_Problem to work on_
Run through the data and copy out every line that mentions the word "striped".

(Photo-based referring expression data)
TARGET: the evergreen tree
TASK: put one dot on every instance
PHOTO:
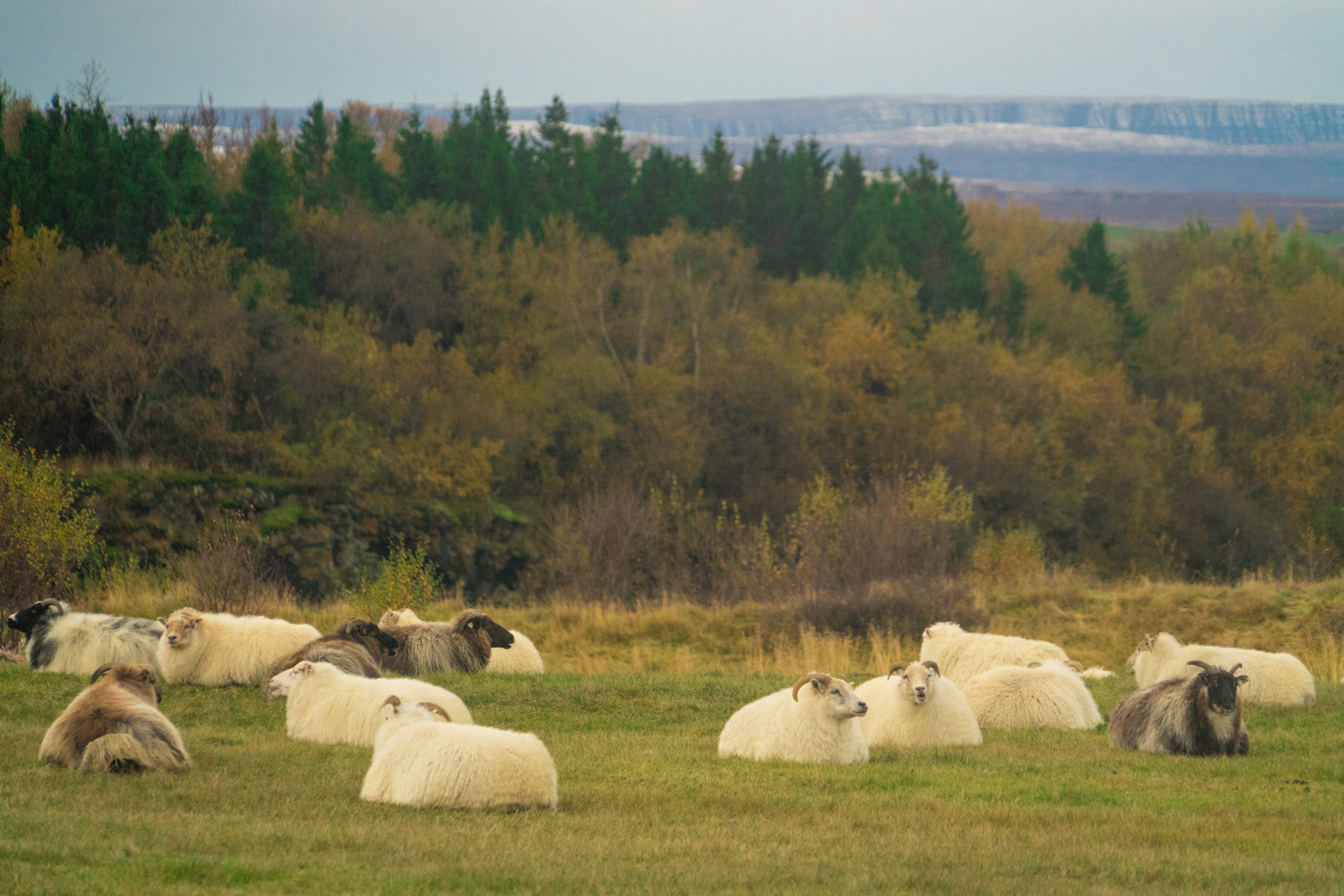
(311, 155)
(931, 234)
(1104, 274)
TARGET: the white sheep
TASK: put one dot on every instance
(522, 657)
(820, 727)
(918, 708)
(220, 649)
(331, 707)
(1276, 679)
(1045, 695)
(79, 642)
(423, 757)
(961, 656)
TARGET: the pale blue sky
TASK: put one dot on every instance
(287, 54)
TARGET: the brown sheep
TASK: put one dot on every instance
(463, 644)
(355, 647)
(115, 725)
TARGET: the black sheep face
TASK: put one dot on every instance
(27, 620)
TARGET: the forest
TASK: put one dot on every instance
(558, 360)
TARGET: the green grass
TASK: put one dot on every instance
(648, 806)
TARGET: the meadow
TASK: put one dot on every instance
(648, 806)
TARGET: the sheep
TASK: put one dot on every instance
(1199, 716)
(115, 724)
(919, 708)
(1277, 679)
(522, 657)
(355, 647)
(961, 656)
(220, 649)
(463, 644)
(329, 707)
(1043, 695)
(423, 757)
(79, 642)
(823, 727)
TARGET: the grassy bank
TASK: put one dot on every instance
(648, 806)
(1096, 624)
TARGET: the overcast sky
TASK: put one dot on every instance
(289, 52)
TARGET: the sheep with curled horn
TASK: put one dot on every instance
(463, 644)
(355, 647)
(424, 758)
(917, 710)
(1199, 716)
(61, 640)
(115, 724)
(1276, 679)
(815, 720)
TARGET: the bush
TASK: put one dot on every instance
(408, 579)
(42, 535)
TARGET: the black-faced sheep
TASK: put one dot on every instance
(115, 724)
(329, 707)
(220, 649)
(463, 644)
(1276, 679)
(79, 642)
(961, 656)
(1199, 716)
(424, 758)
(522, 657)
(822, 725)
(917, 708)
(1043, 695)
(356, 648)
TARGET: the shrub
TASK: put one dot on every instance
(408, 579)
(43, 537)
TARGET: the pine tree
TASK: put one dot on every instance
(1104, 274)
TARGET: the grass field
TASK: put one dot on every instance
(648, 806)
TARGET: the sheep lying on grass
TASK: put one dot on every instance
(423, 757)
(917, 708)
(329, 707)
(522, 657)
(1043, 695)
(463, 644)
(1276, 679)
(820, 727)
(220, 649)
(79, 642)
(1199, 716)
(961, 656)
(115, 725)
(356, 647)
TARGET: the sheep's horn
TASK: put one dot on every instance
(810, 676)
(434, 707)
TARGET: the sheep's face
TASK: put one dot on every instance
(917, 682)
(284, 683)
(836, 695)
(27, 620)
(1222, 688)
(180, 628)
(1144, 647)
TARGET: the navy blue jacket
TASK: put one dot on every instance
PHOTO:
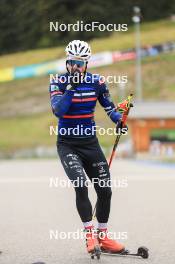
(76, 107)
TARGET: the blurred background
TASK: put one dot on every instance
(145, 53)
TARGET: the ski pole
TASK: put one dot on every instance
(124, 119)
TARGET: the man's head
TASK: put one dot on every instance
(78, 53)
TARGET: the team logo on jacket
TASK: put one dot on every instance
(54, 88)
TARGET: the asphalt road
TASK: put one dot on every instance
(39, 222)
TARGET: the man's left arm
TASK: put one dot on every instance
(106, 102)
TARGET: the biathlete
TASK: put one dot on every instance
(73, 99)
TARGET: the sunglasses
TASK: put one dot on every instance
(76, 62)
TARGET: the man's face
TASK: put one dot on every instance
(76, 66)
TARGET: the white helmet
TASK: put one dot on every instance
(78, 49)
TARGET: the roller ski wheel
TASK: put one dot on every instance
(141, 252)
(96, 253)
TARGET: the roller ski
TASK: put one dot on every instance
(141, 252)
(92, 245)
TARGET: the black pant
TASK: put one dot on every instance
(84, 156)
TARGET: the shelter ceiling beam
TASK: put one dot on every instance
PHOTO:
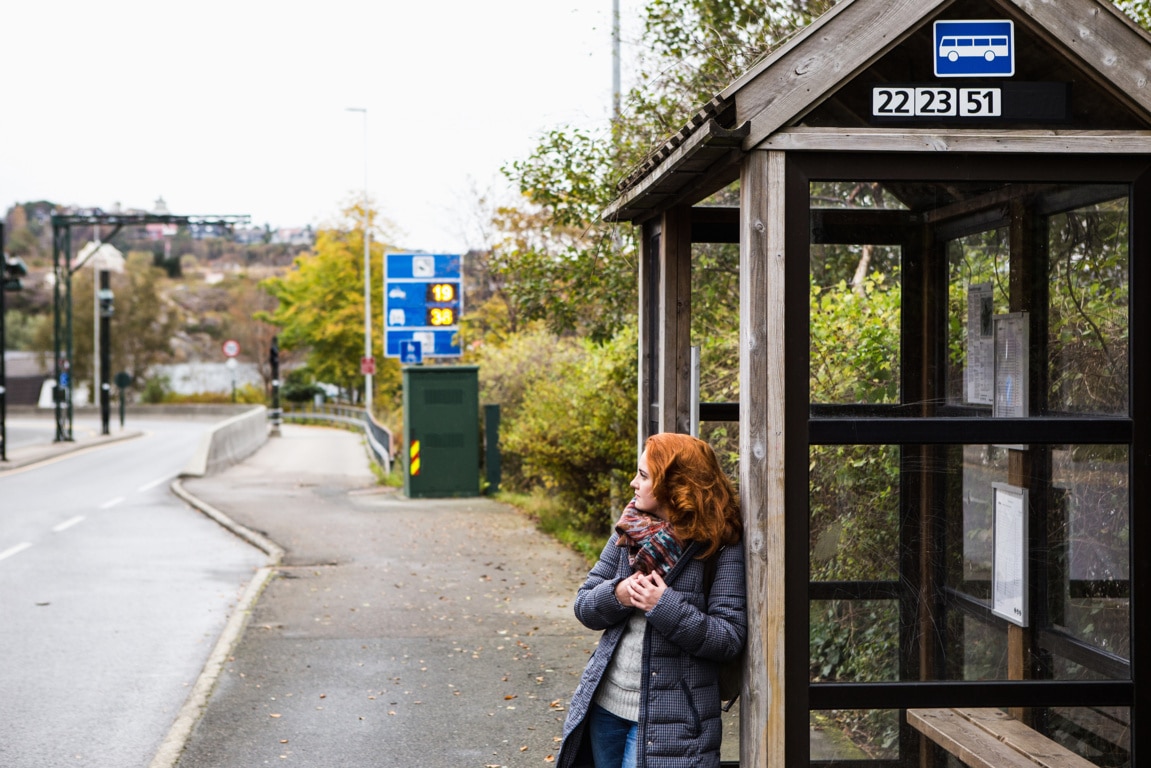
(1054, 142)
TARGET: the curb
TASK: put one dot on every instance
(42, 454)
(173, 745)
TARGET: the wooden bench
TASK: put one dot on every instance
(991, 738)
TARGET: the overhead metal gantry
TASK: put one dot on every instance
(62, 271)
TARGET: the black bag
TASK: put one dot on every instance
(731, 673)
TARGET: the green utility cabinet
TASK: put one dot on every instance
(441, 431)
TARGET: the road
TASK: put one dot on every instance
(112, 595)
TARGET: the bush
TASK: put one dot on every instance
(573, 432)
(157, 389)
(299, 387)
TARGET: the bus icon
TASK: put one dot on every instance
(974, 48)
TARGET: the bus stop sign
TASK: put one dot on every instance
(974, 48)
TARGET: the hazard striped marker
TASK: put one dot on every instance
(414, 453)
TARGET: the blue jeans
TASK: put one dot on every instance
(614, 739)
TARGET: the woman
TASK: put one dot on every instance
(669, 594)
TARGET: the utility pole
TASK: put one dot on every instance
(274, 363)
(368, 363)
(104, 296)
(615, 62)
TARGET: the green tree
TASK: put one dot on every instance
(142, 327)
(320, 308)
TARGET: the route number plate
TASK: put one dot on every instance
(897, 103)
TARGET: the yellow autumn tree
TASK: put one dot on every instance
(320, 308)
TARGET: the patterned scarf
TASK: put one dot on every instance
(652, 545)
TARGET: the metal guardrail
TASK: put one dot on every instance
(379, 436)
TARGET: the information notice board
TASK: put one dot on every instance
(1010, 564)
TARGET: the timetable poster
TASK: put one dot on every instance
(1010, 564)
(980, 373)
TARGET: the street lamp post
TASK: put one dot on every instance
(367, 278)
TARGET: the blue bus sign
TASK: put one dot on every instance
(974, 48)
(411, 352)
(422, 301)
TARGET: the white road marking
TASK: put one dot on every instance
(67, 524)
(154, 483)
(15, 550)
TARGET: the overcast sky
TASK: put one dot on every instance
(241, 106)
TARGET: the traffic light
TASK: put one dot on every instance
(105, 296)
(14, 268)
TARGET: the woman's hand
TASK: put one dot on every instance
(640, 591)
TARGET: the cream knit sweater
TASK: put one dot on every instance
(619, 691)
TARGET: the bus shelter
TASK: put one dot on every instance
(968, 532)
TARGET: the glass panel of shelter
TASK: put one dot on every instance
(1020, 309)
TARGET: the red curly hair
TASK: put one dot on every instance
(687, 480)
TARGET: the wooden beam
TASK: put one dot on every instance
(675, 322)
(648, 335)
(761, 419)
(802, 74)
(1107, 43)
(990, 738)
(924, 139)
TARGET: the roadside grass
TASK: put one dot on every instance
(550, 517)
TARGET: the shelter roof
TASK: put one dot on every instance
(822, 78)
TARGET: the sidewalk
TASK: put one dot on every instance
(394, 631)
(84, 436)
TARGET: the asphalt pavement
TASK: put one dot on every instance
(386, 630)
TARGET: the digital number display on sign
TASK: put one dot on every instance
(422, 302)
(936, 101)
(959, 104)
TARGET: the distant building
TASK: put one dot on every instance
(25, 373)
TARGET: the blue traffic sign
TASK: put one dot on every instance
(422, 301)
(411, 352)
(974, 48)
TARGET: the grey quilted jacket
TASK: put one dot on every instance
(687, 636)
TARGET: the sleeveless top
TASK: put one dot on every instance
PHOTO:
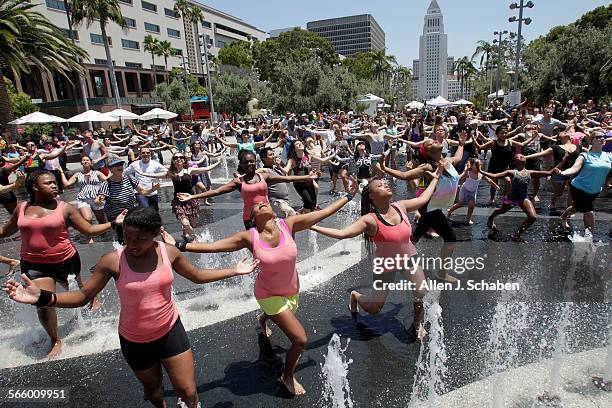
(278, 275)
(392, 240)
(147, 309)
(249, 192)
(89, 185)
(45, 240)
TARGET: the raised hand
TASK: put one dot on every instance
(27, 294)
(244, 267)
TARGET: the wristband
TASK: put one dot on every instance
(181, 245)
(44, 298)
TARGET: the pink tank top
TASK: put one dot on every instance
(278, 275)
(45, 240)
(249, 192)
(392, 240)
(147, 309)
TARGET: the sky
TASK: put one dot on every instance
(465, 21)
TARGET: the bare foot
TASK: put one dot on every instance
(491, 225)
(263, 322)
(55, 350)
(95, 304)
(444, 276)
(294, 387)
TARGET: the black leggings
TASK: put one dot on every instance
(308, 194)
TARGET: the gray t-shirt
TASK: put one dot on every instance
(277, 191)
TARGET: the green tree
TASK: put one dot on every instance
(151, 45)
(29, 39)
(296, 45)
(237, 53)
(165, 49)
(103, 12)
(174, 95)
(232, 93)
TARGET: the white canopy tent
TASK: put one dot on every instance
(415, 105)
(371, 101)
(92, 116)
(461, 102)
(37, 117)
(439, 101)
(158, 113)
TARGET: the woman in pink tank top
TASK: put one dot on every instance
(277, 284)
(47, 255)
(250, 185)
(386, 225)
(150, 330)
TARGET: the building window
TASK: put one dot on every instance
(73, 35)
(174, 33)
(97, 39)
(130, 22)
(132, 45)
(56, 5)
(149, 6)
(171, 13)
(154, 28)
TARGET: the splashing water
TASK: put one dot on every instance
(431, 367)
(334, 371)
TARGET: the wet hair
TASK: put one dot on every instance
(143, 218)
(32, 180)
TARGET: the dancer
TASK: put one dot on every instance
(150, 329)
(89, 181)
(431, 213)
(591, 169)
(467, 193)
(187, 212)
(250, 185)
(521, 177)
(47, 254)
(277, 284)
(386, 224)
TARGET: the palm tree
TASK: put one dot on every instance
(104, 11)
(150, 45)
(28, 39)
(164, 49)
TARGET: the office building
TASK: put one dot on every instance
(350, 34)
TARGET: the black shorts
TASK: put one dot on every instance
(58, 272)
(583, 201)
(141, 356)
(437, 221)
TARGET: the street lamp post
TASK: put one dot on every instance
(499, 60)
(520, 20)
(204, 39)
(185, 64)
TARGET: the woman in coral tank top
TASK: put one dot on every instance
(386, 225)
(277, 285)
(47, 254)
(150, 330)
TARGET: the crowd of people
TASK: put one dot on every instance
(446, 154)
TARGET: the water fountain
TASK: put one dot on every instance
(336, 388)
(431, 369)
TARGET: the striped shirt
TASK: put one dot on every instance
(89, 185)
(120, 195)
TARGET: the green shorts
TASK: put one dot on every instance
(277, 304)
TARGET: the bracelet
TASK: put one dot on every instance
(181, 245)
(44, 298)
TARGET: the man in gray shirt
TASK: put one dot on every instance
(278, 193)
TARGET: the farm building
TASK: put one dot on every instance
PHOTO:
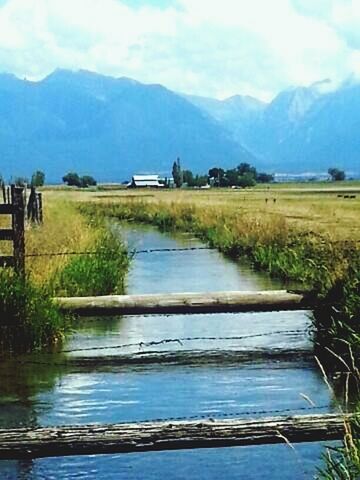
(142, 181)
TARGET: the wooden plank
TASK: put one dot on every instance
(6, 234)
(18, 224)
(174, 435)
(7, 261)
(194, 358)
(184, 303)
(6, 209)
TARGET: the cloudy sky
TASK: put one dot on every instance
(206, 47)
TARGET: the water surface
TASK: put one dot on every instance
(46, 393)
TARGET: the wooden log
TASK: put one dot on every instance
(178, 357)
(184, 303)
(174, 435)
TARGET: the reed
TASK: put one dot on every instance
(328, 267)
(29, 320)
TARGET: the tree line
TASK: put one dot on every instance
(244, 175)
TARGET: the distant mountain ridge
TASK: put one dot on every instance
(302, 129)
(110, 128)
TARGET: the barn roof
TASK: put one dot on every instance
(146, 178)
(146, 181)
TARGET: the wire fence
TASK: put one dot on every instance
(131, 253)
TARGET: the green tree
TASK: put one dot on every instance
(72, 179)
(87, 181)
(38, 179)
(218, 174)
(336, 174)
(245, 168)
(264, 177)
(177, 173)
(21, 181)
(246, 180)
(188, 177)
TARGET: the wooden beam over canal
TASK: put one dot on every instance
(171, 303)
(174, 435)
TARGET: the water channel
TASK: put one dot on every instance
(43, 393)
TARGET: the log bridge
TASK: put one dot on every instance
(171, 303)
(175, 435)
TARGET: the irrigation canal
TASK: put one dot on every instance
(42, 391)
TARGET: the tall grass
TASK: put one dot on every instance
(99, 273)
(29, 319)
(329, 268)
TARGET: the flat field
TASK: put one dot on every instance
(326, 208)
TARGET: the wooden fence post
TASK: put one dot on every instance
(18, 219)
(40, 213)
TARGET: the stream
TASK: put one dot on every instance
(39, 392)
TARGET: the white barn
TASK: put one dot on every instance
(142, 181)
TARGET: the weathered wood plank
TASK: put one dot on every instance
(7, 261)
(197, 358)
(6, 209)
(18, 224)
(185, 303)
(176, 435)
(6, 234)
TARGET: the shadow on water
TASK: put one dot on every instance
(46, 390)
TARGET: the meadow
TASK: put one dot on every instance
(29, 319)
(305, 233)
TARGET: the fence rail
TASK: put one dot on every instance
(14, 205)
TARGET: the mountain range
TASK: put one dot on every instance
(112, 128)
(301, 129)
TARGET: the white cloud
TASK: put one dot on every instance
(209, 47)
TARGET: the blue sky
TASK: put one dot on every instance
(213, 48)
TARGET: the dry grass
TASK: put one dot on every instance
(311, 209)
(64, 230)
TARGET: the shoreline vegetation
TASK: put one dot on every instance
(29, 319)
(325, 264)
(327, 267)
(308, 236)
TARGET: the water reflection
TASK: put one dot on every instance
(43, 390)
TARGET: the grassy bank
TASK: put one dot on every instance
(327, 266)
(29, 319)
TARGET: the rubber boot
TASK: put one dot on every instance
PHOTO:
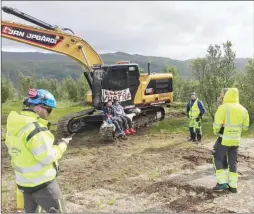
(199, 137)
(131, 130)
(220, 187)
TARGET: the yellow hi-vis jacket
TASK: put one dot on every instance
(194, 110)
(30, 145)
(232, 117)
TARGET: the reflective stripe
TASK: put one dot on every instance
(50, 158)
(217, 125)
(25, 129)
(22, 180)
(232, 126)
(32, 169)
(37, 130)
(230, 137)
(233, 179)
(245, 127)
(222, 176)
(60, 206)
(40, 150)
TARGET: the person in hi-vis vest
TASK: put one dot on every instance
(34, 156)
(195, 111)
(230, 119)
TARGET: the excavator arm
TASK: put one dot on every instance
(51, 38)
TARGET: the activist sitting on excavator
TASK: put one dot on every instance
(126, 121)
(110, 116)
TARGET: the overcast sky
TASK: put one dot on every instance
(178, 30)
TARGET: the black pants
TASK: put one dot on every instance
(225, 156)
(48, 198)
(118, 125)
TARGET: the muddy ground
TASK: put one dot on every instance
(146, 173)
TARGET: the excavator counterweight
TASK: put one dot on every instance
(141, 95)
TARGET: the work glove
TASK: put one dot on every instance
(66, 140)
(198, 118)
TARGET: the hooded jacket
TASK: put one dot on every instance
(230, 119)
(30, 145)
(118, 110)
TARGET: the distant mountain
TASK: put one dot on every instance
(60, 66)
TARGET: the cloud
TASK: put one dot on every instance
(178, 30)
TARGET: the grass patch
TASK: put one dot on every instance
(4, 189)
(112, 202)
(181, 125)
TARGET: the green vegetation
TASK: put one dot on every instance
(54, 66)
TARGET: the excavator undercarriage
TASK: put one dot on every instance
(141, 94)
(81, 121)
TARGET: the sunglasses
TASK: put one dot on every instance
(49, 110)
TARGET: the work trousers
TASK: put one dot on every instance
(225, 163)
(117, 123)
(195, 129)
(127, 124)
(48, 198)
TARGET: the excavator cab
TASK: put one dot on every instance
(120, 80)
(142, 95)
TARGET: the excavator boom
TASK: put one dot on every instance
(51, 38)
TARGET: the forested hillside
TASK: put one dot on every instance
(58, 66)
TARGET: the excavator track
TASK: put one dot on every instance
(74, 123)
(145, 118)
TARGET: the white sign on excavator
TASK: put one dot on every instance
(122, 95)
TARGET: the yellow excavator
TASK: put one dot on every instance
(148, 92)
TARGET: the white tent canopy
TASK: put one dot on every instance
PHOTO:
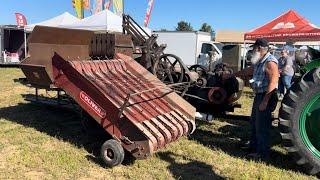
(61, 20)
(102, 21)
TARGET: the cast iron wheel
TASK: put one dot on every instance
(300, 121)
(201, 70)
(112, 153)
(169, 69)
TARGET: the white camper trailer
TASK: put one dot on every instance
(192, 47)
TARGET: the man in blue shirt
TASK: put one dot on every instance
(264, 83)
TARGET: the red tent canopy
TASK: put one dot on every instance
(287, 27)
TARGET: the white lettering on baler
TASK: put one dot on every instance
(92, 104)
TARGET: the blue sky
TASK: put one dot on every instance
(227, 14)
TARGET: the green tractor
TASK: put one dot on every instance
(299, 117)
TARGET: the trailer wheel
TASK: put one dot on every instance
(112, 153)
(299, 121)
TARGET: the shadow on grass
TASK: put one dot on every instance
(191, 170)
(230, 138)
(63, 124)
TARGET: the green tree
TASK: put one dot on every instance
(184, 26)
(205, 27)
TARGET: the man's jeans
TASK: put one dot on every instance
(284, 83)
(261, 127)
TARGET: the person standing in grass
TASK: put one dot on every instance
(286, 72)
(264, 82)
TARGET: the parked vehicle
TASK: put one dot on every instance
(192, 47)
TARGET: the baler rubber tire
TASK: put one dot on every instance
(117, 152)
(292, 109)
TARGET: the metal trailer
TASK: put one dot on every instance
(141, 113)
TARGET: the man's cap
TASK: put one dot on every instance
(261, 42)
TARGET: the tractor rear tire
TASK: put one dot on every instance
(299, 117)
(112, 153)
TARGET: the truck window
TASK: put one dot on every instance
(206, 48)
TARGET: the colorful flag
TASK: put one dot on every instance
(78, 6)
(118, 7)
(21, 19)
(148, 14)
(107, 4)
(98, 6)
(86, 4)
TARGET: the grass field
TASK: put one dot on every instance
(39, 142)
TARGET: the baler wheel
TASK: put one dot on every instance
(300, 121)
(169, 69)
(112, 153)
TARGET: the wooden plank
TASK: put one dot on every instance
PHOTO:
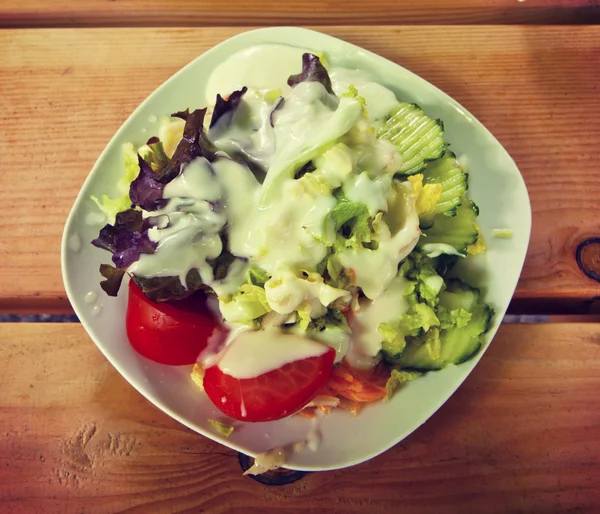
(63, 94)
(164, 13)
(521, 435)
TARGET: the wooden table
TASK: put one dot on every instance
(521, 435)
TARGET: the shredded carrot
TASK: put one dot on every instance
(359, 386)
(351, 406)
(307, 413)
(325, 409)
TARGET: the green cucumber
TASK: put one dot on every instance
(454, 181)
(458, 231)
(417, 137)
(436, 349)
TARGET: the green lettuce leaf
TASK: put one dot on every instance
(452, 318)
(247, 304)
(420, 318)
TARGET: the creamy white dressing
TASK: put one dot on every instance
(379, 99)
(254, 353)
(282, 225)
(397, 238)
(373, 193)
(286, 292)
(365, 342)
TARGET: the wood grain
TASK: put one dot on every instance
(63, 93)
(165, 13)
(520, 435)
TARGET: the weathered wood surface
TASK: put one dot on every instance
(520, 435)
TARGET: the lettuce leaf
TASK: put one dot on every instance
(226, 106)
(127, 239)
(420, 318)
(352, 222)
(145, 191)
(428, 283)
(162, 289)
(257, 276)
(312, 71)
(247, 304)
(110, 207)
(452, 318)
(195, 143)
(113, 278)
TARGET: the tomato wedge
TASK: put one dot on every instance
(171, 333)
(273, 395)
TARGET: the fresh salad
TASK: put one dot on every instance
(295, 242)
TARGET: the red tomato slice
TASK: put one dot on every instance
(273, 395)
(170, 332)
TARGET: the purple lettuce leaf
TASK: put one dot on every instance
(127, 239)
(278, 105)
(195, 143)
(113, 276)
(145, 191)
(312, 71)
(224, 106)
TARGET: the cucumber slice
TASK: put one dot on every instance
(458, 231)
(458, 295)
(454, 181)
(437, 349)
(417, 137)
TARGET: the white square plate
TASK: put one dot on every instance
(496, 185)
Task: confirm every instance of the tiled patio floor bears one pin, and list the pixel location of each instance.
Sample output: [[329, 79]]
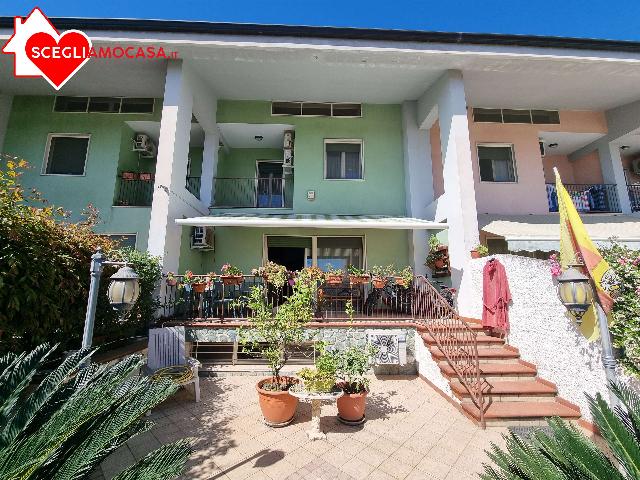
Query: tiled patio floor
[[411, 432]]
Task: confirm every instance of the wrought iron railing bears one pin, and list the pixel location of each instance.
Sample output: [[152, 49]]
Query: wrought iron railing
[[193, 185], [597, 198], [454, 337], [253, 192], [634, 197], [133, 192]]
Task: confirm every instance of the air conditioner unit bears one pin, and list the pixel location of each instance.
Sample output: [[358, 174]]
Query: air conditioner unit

_Exercise output_
TARGET: the hazard striped marker
TARGET: the striped shirt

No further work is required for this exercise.